§ Your objective
Locate every line in the listing below that contains the string "player" and copy each of those lines.

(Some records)
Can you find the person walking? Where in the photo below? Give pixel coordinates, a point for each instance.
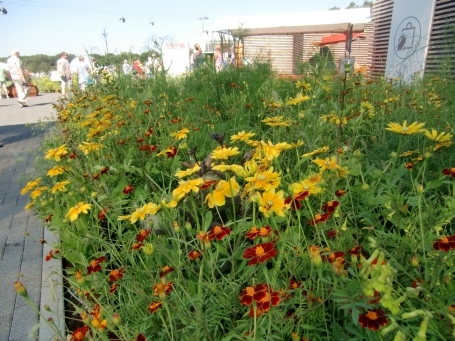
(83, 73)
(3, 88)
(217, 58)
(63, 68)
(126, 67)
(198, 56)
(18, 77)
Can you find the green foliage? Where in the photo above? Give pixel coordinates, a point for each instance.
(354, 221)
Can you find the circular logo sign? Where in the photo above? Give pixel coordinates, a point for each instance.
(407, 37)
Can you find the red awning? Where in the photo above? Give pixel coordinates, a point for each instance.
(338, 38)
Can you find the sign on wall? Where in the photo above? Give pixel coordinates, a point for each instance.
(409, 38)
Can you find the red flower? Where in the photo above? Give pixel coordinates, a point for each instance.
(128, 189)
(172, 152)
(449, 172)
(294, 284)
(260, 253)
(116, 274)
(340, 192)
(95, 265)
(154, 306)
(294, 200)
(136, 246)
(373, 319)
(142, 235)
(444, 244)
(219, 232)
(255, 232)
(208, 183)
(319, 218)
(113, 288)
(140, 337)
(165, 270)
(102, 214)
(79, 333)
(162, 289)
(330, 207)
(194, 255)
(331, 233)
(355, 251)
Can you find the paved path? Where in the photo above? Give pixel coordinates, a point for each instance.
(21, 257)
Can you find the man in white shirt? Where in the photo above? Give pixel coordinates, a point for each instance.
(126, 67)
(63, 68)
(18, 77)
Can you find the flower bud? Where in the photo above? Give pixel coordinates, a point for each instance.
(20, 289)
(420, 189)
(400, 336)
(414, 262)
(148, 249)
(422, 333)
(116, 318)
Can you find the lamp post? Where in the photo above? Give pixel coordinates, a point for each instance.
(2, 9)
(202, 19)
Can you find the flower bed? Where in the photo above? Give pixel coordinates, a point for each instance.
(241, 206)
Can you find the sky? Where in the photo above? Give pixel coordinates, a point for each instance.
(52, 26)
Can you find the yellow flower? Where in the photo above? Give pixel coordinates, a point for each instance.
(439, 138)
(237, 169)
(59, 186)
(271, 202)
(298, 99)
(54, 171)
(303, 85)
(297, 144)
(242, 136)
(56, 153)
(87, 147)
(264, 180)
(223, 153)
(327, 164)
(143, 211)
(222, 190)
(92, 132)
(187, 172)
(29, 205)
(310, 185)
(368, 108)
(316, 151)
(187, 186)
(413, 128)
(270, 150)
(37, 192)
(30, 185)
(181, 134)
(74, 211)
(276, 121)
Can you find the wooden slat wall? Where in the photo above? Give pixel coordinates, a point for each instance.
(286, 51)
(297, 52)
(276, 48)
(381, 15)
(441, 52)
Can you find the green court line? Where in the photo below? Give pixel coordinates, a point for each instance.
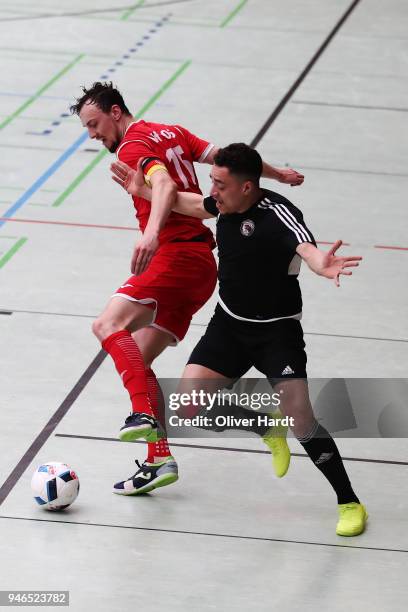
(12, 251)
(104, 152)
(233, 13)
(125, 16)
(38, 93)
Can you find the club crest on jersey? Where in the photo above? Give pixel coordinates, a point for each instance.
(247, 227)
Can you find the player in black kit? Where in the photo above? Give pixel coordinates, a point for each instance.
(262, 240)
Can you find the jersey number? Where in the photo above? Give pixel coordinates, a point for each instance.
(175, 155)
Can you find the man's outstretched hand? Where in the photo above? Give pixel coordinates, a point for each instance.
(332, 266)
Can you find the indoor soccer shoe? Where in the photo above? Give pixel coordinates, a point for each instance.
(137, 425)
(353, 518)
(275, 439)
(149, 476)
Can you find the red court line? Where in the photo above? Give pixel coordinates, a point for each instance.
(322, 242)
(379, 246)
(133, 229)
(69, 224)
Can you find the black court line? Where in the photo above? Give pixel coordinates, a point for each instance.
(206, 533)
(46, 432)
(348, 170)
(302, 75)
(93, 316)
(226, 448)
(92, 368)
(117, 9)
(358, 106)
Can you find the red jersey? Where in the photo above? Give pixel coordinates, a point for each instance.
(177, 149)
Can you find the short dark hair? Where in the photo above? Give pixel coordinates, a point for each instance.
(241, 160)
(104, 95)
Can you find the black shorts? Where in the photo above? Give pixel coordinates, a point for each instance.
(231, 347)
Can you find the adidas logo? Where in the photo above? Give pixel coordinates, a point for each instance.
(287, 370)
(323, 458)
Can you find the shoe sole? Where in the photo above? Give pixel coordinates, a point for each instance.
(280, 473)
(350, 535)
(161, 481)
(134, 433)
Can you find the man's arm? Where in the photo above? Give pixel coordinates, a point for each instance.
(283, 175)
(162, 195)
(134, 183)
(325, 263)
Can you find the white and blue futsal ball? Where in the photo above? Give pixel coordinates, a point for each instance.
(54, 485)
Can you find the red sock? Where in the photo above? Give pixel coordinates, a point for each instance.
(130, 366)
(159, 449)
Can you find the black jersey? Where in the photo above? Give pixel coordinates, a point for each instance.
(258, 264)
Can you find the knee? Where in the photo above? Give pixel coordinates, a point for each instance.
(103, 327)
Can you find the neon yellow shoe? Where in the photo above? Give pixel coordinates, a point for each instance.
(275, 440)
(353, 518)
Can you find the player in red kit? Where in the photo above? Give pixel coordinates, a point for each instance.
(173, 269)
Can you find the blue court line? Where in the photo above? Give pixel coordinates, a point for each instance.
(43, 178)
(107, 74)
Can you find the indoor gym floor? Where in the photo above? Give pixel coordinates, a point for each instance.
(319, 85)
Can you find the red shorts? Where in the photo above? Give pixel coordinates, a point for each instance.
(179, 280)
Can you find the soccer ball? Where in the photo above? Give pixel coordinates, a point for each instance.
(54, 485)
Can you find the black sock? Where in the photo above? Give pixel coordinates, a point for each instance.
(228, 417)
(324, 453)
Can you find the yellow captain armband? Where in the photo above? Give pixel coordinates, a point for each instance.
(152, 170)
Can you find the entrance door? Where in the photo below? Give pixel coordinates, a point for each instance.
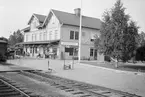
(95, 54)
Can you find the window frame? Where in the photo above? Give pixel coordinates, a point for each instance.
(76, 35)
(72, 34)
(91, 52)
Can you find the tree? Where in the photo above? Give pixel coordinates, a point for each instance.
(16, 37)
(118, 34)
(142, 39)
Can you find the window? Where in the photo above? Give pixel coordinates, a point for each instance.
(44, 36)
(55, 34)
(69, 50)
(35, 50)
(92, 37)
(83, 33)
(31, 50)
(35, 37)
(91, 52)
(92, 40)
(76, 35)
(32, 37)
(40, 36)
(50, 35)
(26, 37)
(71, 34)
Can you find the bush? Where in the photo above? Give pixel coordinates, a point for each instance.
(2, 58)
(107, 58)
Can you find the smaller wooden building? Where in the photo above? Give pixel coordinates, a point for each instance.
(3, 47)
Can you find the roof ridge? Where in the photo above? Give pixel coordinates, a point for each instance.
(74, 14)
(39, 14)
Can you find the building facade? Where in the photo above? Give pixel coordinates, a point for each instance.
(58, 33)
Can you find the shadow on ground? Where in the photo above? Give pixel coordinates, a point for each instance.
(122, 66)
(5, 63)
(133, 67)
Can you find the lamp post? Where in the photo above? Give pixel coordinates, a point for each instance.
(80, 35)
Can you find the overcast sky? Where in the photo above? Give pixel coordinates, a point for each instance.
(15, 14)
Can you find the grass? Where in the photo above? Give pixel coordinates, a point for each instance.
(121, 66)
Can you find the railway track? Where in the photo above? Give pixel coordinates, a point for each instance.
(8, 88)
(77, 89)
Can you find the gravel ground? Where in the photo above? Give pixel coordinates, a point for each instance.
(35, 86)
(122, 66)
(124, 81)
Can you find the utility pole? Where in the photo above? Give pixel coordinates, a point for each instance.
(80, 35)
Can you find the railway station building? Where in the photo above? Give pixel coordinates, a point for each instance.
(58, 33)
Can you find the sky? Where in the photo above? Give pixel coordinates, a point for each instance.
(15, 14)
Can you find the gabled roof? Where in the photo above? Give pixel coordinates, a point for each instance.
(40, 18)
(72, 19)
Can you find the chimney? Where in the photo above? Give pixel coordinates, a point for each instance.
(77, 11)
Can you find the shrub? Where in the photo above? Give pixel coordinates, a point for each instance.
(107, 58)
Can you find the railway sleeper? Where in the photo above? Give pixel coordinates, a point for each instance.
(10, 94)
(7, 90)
==
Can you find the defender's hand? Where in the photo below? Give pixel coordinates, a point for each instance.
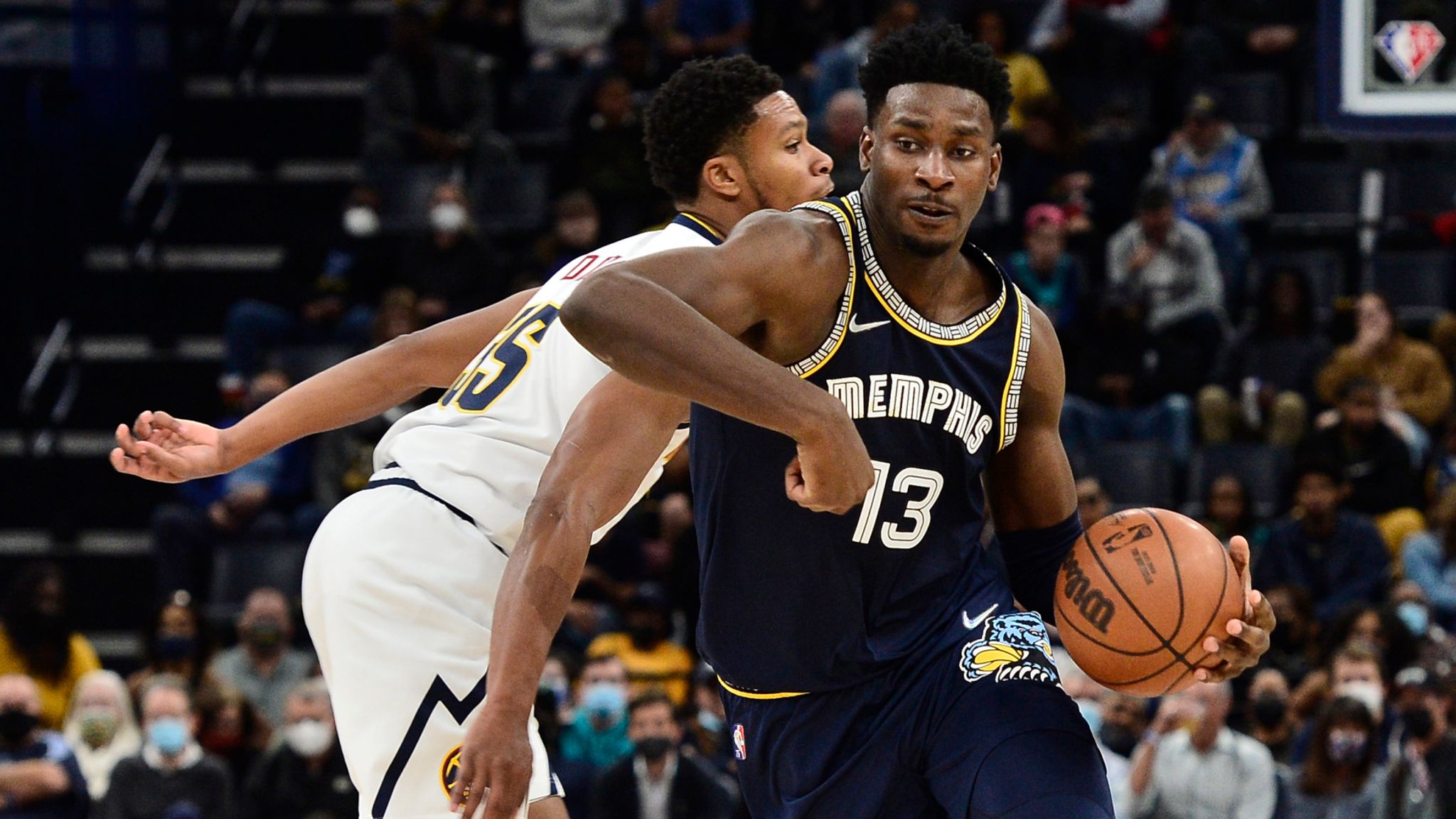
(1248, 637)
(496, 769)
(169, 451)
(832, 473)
==
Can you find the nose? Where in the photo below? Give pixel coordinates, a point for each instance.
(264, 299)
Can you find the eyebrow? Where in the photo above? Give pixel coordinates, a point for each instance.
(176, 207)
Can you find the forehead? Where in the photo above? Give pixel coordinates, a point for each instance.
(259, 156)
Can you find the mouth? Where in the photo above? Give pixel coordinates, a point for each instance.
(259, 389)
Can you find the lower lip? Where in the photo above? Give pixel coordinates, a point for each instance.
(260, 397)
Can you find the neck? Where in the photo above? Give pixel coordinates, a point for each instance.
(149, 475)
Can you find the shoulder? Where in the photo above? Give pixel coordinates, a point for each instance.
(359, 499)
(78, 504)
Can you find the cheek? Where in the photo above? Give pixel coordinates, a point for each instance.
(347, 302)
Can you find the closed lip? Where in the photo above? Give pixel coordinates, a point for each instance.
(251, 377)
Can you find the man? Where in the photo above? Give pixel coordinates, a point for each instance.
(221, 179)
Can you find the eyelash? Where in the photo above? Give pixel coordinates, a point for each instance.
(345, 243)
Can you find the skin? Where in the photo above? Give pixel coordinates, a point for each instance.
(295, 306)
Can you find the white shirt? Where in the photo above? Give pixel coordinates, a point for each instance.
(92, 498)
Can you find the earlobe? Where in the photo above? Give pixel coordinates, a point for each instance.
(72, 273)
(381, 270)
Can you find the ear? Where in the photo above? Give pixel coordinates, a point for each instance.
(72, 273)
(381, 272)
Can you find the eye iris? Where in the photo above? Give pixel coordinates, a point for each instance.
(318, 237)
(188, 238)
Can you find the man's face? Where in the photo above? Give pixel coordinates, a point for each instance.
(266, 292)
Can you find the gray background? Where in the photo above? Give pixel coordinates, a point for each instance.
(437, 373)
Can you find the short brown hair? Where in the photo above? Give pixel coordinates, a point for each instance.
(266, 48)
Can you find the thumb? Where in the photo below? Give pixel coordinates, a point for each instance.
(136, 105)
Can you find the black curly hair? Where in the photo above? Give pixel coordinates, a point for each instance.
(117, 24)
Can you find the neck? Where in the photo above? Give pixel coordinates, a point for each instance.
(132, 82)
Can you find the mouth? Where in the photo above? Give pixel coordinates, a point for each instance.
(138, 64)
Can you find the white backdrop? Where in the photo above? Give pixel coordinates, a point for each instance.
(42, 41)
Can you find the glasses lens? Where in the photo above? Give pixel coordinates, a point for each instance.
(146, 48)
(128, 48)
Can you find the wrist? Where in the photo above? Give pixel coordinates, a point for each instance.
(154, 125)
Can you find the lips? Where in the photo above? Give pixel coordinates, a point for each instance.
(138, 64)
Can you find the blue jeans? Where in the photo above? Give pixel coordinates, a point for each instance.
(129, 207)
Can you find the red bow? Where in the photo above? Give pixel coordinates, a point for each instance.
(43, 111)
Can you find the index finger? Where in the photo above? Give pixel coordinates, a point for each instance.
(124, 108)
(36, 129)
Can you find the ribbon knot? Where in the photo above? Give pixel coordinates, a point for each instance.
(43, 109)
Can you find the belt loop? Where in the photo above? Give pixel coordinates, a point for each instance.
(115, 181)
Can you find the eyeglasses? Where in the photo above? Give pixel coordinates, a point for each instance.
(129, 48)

§ Correct answer
Can you find the player in black kit? Where in the photo above? Give pixel coordinates, a point for each instance.
Can you find the player in red kit? Where in the photo above? Give pixel coordinates, a point for each instance.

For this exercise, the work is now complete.